Please repeat the material below word for word, from the line containing "the audience seating" down to the end of the material, including both of those lines. Leave the pictures out of your answer.
|---|
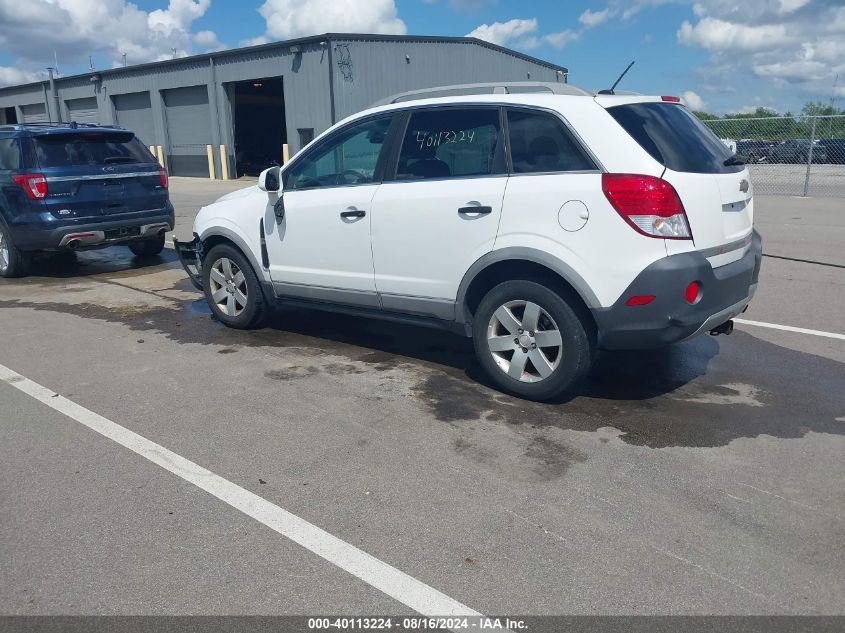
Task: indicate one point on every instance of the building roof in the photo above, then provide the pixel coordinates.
(325, 37)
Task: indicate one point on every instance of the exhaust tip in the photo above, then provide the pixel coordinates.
(726, 328)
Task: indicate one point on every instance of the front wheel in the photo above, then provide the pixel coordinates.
(530, 341)
(231, 288)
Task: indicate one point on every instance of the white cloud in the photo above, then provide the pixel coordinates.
(693, 100)
(797, 43)
(591, 19)
(10, 76)
(296, 18)
(715, 34)
(503, 32)
(562, 38)
(75, 29)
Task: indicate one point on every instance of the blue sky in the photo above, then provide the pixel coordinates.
(721, 55)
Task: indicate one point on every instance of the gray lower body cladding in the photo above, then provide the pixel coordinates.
(725, 291)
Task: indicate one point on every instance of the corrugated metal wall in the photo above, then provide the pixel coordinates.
(134, 112)
(365, 71)
(188, 120)
(84, 110)
(34, 113)
(357, 71)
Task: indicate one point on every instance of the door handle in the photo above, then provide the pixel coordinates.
(478, 210)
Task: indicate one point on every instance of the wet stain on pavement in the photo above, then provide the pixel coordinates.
(702, 393)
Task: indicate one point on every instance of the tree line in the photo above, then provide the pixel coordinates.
(767, 124)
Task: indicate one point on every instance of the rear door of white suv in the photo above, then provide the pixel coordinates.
(438, 209)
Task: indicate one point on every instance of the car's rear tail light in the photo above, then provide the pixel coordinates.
(35, 185)
(650, 205)
(640, 300)
(693, 292)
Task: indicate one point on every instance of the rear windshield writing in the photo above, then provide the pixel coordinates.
(674, 137)
(91, 148)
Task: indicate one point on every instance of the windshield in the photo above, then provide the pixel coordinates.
(675, 137)
(90, 148)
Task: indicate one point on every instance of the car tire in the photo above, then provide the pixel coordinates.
(538, 363)
(149, 247)
(13, 261)
(232, 289)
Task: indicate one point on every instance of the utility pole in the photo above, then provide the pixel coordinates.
(55, 94)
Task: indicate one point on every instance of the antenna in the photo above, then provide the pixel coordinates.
(616, 83)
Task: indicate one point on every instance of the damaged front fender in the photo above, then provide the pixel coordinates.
(190, 256)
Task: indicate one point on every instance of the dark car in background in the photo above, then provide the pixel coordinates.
(65, 186)
(797, 151)
(835, 148)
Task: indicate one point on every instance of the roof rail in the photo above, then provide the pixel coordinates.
(70, 124)
(497, 87)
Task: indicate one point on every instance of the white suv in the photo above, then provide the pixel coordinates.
(544, 226)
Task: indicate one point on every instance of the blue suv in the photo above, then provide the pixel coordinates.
(68, 186)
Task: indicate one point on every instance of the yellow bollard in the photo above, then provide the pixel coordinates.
(210, 151)
(224, 163)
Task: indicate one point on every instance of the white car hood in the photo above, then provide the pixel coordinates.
(240, 193)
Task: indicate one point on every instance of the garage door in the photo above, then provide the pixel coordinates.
(189, 130)
(135, 113)
(83, 110)
(34, 113)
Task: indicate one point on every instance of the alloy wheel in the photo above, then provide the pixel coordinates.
(525, 341)
(228, 287)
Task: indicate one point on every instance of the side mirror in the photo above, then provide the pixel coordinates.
(270, 179)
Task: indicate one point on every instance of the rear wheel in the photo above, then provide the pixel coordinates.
(149, 247)
(232, 290)
(13, 261)
(530, 341)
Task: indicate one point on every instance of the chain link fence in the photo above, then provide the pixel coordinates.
(789, 155)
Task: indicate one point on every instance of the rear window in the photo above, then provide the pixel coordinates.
(674, 137)
(90, 148)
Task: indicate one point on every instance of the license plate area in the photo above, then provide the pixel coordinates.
(123, 232)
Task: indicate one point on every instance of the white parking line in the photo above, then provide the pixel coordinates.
(376, 573)
(789, 328)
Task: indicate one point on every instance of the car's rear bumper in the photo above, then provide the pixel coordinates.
(725, 292)
(32, 237)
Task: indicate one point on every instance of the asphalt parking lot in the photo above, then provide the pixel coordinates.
(703, 478)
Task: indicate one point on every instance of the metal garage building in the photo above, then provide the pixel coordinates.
(253, 100)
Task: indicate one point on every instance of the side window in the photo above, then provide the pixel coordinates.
(540, 142)
(10, 153)
(451, 142)
(348, 157)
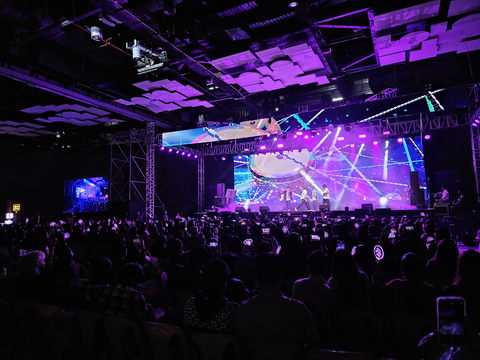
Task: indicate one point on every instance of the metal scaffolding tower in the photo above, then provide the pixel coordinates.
(150, 171)
(132, 168)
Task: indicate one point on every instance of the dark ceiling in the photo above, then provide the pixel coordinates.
(217, 61)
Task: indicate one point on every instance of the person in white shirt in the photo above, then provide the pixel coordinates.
(303, 197)
(326, 196)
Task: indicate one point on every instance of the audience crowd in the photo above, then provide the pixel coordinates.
(282, 286)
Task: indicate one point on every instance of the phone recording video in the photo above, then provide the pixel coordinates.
(451, 319)
(340, 245)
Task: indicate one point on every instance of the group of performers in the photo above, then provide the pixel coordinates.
(287, 196)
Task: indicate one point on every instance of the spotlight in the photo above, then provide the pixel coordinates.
(96, 33)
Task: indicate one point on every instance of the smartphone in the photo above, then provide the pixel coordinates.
(451, 319)
(392, 234)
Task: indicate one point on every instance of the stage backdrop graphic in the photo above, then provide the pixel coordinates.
(355, 173)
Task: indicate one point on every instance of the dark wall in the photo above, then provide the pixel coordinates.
(217, 171)
(448, 161)
(36, 177)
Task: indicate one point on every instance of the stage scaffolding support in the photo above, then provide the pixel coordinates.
(132, 168)
(150, 173)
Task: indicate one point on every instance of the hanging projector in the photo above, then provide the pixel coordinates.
(146, 59)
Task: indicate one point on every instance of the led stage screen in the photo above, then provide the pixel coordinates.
(354, 174)
(86, 195)
(232, 131)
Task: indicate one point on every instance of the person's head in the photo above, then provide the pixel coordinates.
(215, 276)
(468, 269)
(316, 262)
(412, 267)
(100, 270)
(131, 274)
(269, 270)
(32, 263)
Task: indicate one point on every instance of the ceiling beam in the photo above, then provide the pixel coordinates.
(62, 88)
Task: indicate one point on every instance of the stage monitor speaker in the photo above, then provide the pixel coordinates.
(264, 209)
(361, 212)
(383, 212)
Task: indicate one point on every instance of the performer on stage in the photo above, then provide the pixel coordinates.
(315, 199)
(303, 197)
(326, 196)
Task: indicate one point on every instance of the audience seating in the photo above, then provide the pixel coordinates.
(217, 346)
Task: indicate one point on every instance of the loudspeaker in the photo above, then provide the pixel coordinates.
(383, 212)
(361, 212)
(367, 206)
(264, 209)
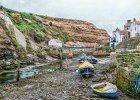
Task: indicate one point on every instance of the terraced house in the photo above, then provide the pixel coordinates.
(131, 29)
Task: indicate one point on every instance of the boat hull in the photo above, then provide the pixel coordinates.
(82, 60)
(93, 61)
(86, 71)
(113, 95)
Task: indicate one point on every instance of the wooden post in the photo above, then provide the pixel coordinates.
(61, 58)
(18, 70)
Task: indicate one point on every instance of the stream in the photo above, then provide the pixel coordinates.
(11, 76)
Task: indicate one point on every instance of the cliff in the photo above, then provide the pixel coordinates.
(23, 33)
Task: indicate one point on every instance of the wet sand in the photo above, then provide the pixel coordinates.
(64, 84)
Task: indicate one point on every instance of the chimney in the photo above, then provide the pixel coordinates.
(134, 19)
(128, 21)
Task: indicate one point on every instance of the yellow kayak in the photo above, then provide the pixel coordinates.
|---|
## TASK SOLUTION
Task: indicate one point on every instance of the audience seating in the photo above, then provide the pixel coordinates.
(217, 346)
Task: indicate one point on every instance of the loudspeaker in the photo above, then provide the pixel coordinates.
(383, 212)
(361, 212)
(367, 206)
(264, 209)
Task: indicate one point on every instance of the terraced house in the photo above, then provide the pixel coordinates.
(131, 29)
Task: indicate one point on every instance of the boat hull in the photo above, then provide the pixel coordinates.
(82, 60)
(93, 61)
(86, 71)
(113, 95)
Task: indicate one point on every instance of the wooden post in the photo above, then provide the pixel coordinates.
(61, 58)
(18, 70)
Task: indicate one point on every instance of the stream in the photo above, then provide the pixel coordinates.
(11, 76)
Task: indicate one point on every instance of the cliff in the photo above, then provide the pixel coordinates.
(23, 33)
Task: indicate one point on every instance of the wet sand in the photo above, then provide the pixel coordinates.
(64, 84)
Task: indicate one point on every instance of the chimney in the photo above, then provide the pixel coordinates.
(134, 19)
(128, 21)
Task: indicate one point on every instance of the yellow kayak in the photo above, then provide the pixel coordinates.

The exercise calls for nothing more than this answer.